**Description of the task:**
Recast the listing below as a JSON array of strings, one string per line, skipping any blank lines.

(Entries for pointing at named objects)
_ _ _

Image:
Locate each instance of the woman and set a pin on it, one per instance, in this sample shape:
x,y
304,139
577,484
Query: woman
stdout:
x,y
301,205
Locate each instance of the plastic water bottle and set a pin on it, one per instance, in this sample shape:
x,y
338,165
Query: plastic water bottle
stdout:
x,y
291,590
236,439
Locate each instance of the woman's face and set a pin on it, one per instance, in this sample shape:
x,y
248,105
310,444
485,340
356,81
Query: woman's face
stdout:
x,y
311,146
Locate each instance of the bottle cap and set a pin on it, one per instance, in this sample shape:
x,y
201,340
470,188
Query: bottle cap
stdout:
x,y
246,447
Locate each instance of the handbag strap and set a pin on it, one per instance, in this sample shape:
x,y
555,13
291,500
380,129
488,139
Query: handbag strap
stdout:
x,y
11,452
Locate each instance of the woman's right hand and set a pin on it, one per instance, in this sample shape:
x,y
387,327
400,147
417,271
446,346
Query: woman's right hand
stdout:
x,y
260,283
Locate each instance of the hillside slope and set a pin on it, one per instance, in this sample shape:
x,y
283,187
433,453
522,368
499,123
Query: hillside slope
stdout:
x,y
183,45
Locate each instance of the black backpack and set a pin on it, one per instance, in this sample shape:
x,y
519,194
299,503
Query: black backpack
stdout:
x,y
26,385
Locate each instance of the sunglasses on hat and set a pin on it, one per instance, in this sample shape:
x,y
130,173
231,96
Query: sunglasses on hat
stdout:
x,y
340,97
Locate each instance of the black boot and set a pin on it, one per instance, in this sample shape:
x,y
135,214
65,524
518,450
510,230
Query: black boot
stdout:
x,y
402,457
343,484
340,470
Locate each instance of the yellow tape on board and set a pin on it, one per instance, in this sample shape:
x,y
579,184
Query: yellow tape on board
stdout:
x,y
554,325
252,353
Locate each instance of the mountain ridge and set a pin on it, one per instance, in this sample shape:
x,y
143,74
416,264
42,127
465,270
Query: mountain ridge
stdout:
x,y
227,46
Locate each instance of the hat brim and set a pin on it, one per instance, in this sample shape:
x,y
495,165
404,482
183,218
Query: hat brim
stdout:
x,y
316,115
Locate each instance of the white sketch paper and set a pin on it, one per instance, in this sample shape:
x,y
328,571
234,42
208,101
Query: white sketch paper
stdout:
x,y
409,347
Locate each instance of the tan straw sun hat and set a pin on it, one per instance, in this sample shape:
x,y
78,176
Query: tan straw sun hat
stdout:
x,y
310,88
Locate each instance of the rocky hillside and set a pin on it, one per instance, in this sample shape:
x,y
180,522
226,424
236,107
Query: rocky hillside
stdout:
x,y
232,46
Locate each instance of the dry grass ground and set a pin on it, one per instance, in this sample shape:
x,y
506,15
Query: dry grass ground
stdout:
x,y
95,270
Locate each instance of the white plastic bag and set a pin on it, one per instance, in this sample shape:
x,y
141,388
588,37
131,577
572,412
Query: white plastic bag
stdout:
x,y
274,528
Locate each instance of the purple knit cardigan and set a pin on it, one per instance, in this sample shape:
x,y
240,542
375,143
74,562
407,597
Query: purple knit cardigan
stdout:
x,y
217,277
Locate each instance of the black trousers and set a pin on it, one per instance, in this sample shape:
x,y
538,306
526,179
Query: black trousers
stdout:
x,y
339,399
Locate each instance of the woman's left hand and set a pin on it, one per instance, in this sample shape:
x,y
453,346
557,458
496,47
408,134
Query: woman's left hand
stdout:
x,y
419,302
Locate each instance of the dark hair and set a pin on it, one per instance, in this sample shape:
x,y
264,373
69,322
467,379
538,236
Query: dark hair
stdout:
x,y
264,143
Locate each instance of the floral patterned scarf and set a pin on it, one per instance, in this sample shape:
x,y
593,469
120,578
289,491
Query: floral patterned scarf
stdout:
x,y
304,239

_ _ _

**In response:**
[
  "Image:",
  "Locate each instance of the woman and set a pin on it, one per instance, in this sample shape:",
  "x,y",
  "304,139",
  "577,484",
  "Query: woman",
  "stdout:",
  "x,y",
  "301,205",
  "Locate each instance of the plastic water bottle and set a pin on it, one per instance, in this sample shape:",
  "x,y",
  "338,165",
  "Query: plastic water bottle",
  "stdout:",
  "x,y",
  "291,590",
  "236,439",
  "Locate each instance of the woman's face and set a pin on it, one per instance, in this sample shape:",
  "x,y",
  "248,105",
  "310,444",
  "485,340",
  "356,81",
  "Query: woman's face",
  "stdout:",
  "x,y",
  "311,146",
  "Locate each instance of the bottle cap and set a pin on it, one per instance, in this sample shape:",
  "x,y",
  "201,340",
  "470,188",
  "Query: bottle cap",
  "stdout:",
  "x,y",
  "246,447",
  "Locate each instance of the handbag strap and set a pin on it, one per instance, in this sample shape:",
  "x,y",
  "555,13",
  "291,500",
  "380,129",
  "488,139",
  "Query: handbag strap",
  "stdout:",
  "x,y",
  "11,452",
  "Locate each instance of the woman's right hand and set a pin on it, one per instance, in this sample shape:",
  "x,y",
  "387,327",
  "400,147",
  "417,271",
  "446,346",
  "Query: woman's right hand",
  "stdout:",
  "x,y",
  "260,283",
  "Locate each instance of the hillside slope and set a pin on it, one per instance, in this sample shape:",
  "x,y",
  "283,187",
  "433,453",
  "522,368",
  "499,123",
  "Query: hillside slope",
  "stdout:",
  "x,y",
  "183,45",
  "Locate each instance of the black backpack and set a pin on it, one per instance, in this sample shape:",
  "x,y",
  "519,194",
  "299,503",
  "Query: black backpack",
  "stdout:",
  "x,y",
  "26,385",
  "Locate each instance of the sunglasses on hat and set a pin on it, one per instance, in this sample shape:",
  "x,y",
  "130,173",
  "231,96",
  "Query: sunglasses on hat",
  "stdout:",
  "x,y",
  "340,97",
  "Locate each instance of the black boot and set a pin on it, one per instance, in this sample shape:",
  "x,y",
  "135,214",
  "65,524",
  "518,450",
  "510,230",
  "Query: black boot",
  "stdout:",
  "x,y",
  "402,457",
  "343,484",
  "340,470",
  "Locate each instance of the yellow tape on board and set a pin on it, one per instance, in this sample shape:",
  "x,y",
  "579,184",
  "Query: yellow tape on board",
  "stdout:",
  "x,y",
  "554,325",
  "252,353",
  "Locate each instance of the mountain ridge and set a pin on it, one per instance, in this sample shape:",
  "x,y",
  "143,74",
  "416,264",
  "42,127",
  "465,270",
  "Query: mountain ridge",
  "stdout:",
  "x,y",
  "227,46",
  "Locate each instance of the hat brim and set a pin on it, one per instance, in this sample shape:",
  "x,y",
  "495,165",
  "404,482",
  "183,218",
  "Query: hat brim",
  "stdout:",
  "x,y",
  "316,115",
  "Locate each instance of the white sketch paper and set a pin on it, one per instance, in this sample shape:",
  "x,y",
  "328,571",
  "234,42",
  "208,101",
  "Query: white sketch paper",
  "stdout:",
  "x,y",
  "409,347",
  "Locate each instance of the tan straw sun hat and set a pin on it, one per instance, in this sample shape:",
  "x,y",
  "78,176",
  "Query: tan straw sun hat",
  "stdout:",
  "x,y",
  "310,88",
  "Locate each instance of the rocky hillside and set a pin on it, one per instance, in this sample shape:",
  "x,y",
  "180,522",
  "226,424",
  "236,107",
  "Query: rocky hillside",
  "stdout:",
  "x,y",
  "232,46",
  "Locate each instance of the dry grass ground and set a pin on it, one per instance, in this sample shape:",
  "x,y",
  "506,15",
  "Query: dry grass ground",
  "stdout:",
  "x,y",
  "95,270",
  "Locate each instance of the white plastic bag and set a pin on it, one per instance, in this sample shape:",
  "x,y",
  "141,388",
  "588,37",
  "131,577",
  "572,412",
  "Query: white plastic bag",
  "stdout:",
  "x,y",
  "274,528",
  "Locate each instance of the purple knit cardigan and set a pin on it, one per instance, in this sample shape:",
  "x,y",
  "240,542",
  "375,143",
  "74,562",
  "407,597",
  "Query: purple knit cardigan",
  "stdout:",
  "x,y",
  "217,277",
  "Locate each instance of the black trousers and set a pin on it, one per instance, in this sample shape:",
  "x,y",
  "538,306",
  "526,179",
  "Query: black trousers",
  "stdout:",
  "x,y",
  "339,399",
  "Locate each instance of the woman's left hand and set a pin on it, one per instance, in this sample shape:",
  "x,y",
  "453,346",
  "557,458",
  "496,47",
  "408,134",
  "Query: woman's left hand",
  "stdout:",
  "x,y",
  "419,302",
  "Locate each instance of the dark hair and set a pin on it, one per instance, in this sample shape:",
  "x,y",
  "264,373",
  "69,322",
  "467,379",
  "538,236",
  "Query: dark hair",
  "stdout:",
  "x,y",
  "264,143",
  "Locate each instance of the floral patterned scarf and set a pin on it, one per instance, in this sample shape:",
  "x,y",
  "593,469",
  "120,578",
  "289,491",
  "Query: floral patterned scarf",
  "stdout:",
  "x,y",
  "304,239"
]